| What is required |
Copy out the text on the 1915 film Zaza in full, word for word.

| Text block |
────────
1915 film by Edwin Stanton Porter

Zaza is a 1915 American silent romantic drama film produced by Famous Players Film Company in association with the Charles Frohman Company, and distributed by Paramount Pictures. The film was directed by Edwin S. Porter and Hugh Ford and stars Pauline Frederick in the title role. The film is based on the 1899 French stage play of the same name that starred Mrs. Leslie Carter, and the American adaptation by David Belasco.

Zazas original release date was scheduled for October 4, 1915. A nitrate fire at the Famous Players studio on September 11, 1915, caused the film's release to be delayed until November 11.

==Cast==
- Pauline Frederick as Zaza
- Julian L'Estrange as Bernard Dufrene
- Ruth Sinclair as Madame Dufrene
- Maude Granger as Aunt Rosa
- Blanche Fisher as Louise
- Helen Sinnott as Nathalie
- Mark Smith as Cascart
- Charles Butler as Duc de Brissac
- Walter Craven as Dubois
- Madge Evans as Child (uncredited)
────────
| Extracted data |
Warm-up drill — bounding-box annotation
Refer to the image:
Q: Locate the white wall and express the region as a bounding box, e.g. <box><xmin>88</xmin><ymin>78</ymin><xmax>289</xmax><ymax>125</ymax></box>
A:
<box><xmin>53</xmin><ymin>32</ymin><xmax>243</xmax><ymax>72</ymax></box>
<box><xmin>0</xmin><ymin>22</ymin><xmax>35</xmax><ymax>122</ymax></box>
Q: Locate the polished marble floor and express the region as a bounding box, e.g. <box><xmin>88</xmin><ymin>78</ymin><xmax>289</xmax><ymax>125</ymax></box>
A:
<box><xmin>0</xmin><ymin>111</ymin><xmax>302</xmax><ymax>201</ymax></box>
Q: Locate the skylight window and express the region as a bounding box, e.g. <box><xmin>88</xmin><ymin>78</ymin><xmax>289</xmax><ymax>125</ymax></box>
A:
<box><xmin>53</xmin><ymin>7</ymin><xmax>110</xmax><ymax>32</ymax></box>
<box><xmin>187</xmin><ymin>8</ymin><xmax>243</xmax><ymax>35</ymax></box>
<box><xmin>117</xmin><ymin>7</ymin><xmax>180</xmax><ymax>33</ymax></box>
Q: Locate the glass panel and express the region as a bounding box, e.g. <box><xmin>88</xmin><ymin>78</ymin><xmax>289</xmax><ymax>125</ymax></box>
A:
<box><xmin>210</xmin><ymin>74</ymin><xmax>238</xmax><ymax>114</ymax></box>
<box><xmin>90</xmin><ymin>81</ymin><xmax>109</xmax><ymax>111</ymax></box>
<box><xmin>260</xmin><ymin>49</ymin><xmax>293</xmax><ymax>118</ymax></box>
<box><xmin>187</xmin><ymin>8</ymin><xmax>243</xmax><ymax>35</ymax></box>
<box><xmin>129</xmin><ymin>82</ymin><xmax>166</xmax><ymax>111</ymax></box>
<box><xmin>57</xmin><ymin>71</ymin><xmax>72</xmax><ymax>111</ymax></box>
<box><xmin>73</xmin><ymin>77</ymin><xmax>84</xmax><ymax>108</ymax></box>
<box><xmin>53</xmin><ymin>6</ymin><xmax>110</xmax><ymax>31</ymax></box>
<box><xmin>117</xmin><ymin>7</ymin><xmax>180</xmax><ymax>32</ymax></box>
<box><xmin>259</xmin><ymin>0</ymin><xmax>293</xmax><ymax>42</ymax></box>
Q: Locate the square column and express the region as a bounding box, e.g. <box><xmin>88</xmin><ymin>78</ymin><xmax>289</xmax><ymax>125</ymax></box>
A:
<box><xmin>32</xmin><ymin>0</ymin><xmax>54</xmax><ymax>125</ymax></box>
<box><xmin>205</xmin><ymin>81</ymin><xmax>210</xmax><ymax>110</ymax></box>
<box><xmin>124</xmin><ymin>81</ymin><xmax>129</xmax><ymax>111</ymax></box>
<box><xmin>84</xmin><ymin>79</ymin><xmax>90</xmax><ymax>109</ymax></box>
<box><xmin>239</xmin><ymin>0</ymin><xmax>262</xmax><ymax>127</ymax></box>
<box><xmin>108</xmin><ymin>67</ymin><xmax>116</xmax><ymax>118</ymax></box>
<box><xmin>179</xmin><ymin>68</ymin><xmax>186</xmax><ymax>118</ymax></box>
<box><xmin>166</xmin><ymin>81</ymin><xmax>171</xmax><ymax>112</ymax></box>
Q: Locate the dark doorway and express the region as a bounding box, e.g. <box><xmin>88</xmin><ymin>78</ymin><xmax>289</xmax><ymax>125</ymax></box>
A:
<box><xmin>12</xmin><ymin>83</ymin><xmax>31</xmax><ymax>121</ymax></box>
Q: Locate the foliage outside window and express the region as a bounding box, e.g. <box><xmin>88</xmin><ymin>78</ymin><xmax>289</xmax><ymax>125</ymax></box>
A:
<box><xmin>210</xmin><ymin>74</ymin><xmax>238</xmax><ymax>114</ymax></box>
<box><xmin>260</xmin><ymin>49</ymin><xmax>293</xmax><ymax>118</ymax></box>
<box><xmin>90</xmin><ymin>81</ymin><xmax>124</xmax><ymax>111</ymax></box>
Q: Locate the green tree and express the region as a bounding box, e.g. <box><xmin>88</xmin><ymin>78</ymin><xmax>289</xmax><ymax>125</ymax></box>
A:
────────
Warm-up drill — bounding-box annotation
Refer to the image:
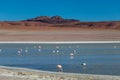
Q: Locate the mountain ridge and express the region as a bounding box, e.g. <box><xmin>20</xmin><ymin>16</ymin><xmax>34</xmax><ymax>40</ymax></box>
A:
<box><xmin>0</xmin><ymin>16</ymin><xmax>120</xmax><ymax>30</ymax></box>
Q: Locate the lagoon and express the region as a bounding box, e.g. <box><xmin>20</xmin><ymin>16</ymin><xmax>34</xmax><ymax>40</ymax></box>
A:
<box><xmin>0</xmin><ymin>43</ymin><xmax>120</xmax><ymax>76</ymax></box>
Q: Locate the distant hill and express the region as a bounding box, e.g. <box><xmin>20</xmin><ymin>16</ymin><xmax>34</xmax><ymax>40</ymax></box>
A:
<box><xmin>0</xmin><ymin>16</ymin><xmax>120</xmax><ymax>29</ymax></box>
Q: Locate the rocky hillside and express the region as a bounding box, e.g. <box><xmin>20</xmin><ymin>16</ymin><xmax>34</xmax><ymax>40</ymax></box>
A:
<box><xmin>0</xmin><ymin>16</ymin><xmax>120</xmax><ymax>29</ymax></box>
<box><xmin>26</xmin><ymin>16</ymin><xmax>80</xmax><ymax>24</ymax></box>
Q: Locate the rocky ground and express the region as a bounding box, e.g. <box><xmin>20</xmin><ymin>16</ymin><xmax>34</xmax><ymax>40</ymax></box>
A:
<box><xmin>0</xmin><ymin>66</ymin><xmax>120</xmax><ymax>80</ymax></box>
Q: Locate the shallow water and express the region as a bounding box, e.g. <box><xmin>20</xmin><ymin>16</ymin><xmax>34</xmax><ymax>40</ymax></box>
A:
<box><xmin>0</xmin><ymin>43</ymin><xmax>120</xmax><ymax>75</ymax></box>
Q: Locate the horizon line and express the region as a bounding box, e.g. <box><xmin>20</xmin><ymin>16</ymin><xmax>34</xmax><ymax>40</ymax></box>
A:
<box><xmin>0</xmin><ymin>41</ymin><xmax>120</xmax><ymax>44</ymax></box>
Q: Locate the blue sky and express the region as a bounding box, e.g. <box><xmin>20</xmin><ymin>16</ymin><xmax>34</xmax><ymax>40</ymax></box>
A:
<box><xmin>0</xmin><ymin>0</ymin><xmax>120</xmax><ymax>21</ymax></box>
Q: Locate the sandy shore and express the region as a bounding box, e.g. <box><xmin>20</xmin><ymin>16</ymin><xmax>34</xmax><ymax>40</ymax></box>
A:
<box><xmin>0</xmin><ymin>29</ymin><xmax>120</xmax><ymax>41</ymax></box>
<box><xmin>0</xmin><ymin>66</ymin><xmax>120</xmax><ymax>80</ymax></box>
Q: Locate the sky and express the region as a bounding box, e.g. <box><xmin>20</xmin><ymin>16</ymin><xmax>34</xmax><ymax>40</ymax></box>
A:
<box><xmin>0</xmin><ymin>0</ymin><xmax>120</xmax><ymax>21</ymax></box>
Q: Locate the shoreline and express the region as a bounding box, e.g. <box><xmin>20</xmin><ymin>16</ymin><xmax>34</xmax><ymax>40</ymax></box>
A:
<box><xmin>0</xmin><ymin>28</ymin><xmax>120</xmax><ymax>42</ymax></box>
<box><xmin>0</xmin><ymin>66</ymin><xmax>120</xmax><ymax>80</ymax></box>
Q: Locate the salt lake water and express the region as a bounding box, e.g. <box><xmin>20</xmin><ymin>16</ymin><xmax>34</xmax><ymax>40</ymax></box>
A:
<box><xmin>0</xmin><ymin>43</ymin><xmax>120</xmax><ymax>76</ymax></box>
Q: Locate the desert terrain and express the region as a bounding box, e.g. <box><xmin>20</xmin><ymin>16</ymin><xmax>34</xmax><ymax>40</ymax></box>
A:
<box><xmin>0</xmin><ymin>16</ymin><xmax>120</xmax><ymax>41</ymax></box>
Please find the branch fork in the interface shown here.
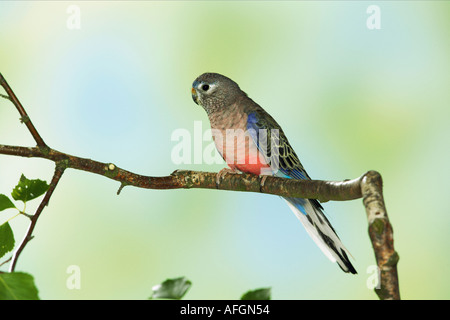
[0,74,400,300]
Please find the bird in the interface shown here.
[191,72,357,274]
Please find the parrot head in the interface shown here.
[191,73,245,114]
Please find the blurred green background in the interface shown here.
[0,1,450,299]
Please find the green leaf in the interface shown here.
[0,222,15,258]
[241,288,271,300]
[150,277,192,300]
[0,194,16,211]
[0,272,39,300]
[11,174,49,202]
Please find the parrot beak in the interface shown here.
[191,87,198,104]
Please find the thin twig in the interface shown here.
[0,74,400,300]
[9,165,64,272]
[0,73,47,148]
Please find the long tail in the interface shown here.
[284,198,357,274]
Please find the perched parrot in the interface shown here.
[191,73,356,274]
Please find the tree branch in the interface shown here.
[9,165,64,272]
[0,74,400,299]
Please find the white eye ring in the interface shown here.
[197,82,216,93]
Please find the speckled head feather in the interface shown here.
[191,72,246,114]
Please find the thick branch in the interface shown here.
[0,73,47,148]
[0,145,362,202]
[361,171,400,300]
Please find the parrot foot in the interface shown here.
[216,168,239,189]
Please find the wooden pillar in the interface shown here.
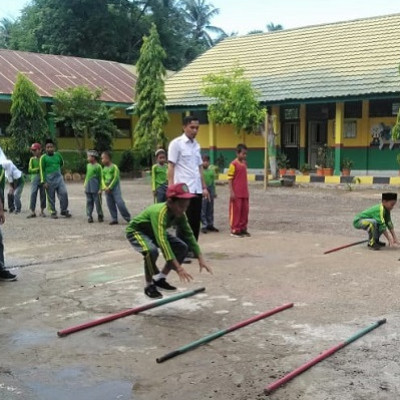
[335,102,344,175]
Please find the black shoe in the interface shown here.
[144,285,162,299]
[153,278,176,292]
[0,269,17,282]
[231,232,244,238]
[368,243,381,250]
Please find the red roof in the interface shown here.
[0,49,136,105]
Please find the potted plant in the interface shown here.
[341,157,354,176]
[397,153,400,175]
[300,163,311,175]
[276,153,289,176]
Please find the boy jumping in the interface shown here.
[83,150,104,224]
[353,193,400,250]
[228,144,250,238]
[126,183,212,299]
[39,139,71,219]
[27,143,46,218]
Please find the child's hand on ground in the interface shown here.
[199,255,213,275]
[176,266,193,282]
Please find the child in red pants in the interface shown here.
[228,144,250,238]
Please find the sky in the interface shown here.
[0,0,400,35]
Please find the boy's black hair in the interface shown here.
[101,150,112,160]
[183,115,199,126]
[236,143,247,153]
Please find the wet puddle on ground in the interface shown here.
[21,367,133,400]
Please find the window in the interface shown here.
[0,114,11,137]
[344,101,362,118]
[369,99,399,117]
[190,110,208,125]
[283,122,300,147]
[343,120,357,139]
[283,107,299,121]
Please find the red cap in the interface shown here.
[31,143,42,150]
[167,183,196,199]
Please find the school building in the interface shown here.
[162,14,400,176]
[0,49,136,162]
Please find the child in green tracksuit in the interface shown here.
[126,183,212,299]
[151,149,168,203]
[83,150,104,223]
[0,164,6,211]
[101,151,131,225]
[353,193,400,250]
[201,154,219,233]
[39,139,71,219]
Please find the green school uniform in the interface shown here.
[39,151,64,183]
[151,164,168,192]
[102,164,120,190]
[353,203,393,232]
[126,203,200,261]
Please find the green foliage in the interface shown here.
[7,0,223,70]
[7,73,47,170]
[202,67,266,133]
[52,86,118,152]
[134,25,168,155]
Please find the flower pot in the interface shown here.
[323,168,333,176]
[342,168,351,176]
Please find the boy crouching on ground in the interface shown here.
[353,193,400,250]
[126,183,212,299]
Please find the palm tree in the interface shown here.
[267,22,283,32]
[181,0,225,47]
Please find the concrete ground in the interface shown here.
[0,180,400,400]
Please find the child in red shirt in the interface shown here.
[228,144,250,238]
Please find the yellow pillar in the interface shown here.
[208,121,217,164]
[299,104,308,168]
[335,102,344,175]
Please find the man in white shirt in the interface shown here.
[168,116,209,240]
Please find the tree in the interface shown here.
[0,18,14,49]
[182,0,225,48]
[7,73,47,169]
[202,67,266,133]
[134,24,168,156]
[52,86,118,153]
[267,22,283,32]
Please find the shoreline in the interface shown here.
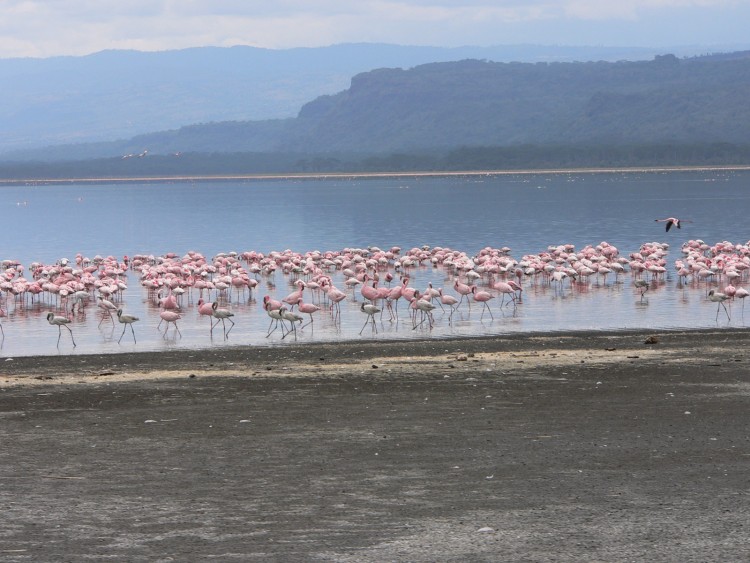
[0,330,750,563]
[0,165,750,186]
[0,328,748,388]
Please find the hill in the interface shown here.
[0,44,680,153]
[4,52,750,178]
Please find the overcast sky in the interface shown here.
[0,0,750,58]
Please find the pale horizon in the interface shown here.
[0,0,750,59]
────────
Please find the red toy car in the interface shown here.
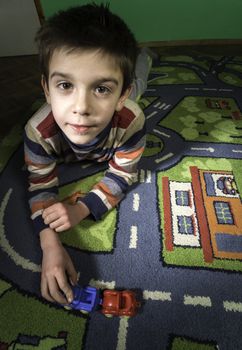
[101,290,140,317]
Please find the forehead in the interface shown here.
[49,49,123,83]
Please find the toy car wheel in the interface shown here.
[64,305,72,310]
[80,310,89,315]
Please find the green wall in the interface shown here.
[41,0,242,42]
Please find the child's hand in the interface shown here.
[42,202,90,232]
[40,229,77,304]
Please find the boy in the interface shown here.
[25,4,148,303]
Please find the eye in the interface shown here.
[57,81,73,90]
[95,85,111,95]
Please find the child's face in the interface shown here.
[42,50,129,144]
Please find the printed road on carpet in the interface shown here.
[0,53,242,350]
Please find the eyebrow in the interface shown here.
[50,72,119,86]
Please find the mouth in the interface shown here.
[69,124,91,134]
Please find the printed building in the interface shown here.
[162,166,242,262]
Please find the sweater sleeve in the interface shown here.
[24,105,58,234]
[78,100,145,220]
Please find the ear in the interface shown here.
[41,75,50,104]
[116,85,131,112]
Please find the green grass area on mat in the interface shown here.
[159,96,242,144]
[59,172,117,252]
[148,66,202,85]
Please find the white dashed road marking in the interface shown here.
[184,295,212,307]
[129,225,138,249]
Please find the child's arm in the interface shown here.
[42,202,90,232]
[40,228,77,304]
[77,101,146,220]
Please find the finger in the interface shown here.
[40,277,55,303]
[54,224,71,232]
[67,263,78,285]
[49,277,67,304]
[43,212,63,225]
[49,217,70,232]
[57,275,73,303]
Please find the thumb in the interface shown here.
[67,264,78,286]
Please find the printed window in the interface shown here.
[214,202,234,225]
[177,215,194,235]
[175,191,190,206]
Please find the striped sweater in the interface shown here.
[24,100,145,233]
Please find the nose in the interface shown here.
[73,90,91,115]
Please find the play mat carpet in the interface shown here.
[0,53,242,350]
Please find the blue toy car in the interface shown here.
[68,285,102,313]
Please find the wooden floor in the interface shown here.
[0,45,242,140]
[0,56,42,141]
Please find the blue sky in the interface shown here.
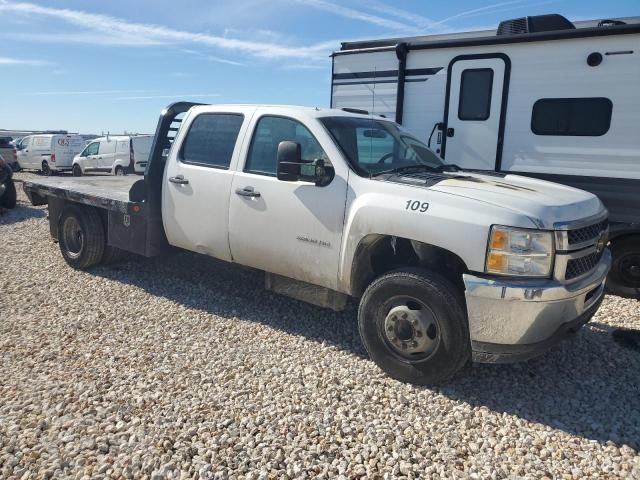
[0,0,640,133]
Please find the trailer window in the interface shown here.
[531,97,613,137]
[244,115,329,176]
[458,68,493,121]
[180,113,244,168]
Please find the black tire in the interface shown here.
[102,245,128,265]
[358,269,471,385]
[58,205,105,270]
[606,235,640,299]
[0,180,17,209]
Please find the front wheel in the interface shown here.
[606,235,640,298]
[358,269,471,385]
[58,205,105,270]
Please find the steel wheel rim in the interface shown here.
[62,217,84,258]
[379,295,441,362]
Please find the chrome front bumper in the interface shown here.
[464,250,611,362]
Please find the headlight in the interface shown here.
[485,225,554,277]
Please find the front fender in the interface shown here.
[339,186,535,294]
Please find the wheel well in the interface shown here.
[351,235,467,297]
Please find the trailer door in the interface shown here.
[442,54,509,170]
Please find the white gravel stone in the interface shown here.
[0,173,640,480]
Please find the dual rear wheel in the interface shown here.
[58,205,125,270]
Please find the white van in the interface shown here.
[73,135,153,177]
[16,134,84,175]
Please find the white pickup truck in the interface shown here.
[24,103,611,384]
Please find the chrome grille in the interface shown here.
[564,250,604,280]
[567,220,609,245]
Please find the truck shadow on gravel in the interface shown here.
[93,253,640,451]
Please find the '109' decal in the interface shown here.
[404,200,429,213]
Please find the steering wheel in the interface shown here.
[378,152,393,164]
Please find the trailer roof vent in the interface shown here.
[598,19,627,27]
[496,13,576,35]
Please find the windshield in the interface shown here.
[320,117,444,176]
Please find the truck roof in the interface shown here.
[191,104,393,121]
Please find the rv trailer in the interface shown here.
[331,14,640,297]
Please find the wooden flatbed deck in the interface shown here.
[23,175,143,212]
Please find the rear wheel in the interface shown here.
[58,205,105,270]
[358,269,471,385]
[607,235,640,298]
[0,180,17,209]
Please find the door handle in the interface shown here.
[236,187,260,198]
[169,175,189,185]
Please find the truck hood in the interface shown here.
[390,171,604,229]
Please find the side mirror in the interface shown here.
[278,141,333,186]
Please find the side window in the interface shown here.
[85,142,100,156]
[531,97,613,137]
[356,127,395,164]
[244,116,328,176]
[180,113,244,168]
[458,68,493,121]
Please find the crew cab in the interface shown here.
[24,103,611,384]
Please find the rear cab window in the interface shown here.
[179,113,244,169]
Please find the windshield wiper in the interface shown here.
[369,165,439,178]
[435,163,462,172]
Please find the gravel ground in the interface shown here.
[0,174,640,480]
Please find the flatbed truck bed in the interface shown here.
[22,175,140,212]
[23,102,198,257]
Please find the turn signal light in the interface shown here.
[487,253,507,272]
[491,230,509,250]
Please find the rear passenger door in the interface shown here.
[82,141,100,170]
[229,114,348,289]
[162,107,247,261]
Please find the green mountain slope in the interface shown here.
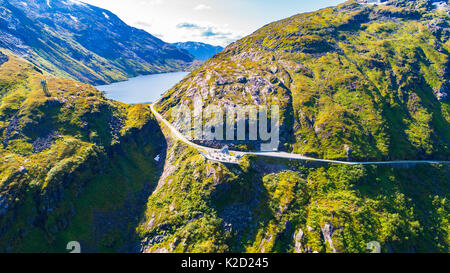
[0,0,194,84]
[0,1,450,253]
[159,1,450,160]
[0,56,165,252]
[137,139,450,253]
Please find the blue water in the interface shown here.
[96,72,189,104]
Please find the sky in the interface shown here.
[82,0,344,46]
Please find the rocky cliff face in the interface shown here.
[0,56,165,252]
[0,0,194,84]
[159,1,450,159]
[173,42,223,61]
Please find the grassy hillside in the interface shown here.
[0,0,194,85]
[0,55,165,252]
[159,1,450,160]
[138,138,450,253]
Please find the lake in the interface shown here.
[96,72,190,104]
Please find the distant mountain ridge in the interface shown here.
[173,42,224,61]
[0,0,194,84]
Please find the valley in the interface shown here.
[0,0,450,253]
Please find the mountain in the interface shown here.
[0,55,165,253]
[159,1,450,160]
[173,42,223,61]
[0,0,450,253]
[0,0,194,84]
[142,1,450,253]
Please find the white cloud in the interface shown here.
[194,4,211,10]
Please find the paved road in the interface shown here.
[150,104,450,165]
────────
| Task result |
1915 film by Edwin Stanton Porter

Zaza is a 1915 American silent romantic drama film produced by Famous Players Film Company in association with the Charles Frohman Company, and distributed by Paramount Pictures. The film was directed by Edwin S. Porter and Hugh Ford and stars Pauline Frederick in the title role. The film is based on the 1899 French stage play of the same name that starred Mrs. Leslie Carter, and the American adaptation by David Belasco.

Zazas original release date was scheduled for October 4, 1915. A nitrate fire at the Famous Players studio on September 11, 1915, caused the film's release to be delayed until November 11.

==Cast==
- Pauline Frederick as Zaza
- Julian L'Estrange as Bernard Dufrene
- Ruth Sinclair as Madame Dufrene
- Maude Granger as Aunt Rosa
- Blanche Fisher as Louise
- Helen Sinnott as Nathalie
- Mark Smith as Cascart
- Charles Butler as Duc de Brissac
- Walter Craven as Dubois
- Madge Evans as Child (uncredited)